Can you set down, word for word, the stretch of the listing from its beginning through the line containing "pixel 87 429", leaving the pictures out?

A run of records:

(begin)

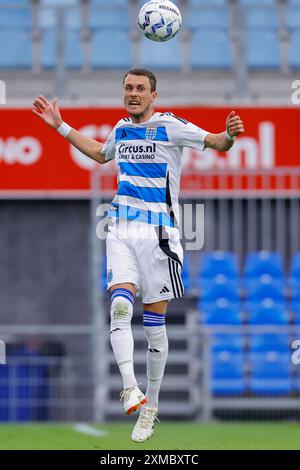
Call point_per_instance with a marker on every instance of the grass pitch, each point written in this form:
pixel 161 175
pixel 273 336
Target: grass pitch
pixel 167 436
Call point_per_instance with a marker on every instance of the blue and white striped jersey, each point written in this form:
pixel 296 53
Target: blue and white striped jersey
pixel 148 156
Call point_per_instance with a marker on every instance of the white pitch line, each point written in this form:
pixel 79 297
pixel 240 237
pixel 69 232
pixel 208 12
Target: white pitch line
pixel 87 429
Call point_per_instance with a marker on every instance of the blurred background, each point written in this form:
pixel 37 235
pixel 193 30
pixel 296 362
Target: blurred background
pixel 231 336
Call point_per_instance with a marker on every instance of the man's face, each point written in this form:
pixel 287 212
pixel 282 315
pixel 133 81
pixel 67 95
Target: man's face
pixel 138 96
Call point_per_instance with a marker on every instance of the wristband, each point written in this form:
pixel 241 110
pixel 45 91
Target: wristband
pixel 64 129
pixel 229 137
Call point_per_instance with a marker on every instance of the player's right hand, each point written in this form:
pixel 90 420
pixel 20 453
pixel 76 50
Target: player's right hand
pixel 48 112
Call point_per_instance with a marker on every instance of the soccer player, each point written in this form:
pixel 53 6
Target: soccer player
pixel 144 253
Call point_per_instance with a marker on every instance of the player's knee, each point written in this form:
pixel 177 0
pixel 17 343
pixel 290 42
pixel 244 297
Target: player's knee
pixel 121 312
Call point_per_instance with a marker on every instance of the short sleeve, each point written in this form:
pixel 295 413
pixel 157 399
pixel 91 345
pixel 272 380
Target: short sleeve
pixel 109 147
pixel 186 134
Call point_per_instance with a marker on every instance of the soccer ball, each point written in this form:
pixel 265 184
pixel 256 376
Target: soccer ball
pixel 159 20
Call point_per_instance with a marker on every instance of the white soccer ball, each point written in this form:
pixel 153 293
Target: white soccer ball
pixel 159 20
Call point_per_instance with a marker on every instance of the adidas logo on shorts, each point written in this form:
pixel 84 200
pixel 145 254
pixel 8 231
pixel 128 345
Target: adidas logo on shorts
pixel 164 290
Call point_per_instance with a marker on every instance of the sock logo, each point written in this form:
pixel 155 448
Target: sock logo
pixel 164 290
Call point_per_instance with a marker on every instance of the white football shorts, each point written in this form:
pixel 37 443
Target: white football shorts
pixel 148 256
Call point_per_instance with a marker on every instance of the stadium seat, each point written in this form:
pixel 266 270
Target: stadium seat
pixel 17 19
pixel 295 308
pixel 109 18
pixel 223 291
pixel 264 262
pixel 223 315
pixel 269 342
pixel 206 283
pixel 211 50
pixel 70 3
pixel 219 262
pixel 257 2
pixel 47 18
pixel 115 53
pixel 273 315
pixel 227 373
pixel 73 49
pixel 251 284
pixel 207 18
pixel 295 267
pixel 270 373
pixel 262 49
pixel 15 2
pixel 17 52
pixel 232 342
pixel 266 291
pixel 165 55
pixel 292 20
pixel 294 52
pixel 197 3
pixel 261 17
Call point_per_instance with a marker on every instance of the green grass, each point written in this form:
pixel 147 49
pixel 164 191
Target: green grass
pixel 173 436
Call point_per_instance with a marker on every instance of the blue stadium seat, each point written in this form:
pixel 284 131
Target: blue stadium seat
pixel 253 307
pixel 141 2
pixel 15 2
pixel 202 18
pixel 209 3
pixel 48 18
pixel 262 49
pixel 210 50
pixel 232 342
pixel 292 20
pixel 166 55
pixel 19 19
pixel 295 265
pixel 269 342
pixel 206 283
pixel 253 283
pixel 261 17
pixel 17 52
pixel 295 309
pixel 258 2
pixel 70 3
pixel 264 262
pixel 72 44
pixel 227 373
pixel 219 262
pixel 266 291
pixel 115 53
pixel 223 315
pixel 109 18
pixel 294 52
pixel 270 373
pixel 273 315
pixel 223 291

(end)

RESULT OF THE TASK:
Call point_per_instance with a marker on every instance of the grass pitch, each point written in this form:
pixel 161 175
pixel 273 336
Target: grass pitch
pixel 167 436
Call point_per_instance with a marker on every instance of the blue and white striped jersey, each point written in this form:
pixel 296 53
Target: blue and white striped jersey
pixel 148 156
Call point_per_instance with a marker on every instance of the white pitch line, each point written in this form:
pixel 79 297
pixel 240 237
pixel 69 232
pixel 208 12
Target: white pitch line
pixel 87 429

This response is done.